● What to work on: How many lines in the rows below contain the word "every"? Reply with the number alone.

Rows from a data collection:
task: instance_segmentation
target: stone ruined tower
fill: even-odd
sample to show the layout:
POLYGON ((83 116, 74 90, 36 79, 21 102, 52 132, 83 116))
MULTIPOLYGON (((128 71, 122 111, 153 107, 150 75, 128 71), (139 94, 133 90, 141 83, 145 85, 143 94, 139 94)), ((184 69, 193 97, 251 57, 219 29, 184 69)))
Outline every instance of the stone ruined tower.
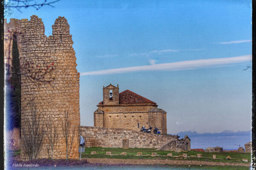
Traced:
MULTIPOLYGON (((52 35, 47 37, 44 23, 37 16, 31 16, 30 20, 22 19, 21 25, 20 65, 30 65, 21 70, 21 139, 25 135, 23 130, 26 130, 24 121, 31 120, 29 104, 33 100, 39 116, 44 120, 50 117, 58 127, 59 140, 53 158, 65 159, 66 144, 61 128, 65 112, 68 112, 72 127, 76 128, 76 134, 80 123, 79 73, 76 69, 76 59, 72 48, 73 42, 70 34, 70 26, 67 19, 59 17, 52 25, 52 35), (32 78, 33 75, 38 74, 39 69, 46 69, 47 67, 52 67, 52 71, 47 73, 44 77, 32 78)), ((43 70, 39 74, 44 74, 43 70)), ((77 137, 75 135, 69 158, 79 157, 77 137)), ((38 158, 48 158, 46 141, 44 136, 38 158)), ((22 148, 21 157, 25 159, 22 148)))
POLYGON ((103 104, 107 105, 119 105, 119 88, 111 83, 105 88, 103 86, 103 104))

...

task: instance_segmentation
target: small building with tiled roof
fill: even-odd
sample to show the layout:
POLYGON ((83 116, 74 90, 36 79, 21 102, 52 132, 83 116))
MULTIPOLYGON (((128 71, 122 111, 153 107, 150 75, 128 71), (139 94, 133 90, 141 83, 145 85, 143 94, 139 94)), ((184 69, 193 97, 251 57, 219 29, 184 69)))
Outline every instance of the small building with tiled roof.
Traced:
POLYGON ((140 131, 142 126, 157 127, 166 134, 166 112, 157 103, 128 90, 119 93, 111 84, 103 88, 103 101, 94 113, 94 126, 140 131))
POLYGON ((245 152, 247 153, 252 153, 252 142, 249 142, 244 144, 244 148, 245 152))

● Written solution: 2